# [Extracted data]

* * * *

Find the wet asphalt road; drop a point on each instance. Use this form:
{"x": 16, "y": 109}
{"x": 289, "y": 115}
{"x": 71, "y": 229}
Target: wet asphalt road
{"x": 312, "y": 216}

* * * *

# [About this exercise]
An exact reproduction of the data is required. Leave nothing out.

# [Finished task]
Find the wet asphalt road; drop a point on each instance. Use this form:
{"x": 16, "y": 109}
{"x": 289, "y": 115}
{"x": 71, "y": 229}
Target: wet asphalt road
{"x": 312, "y": 216}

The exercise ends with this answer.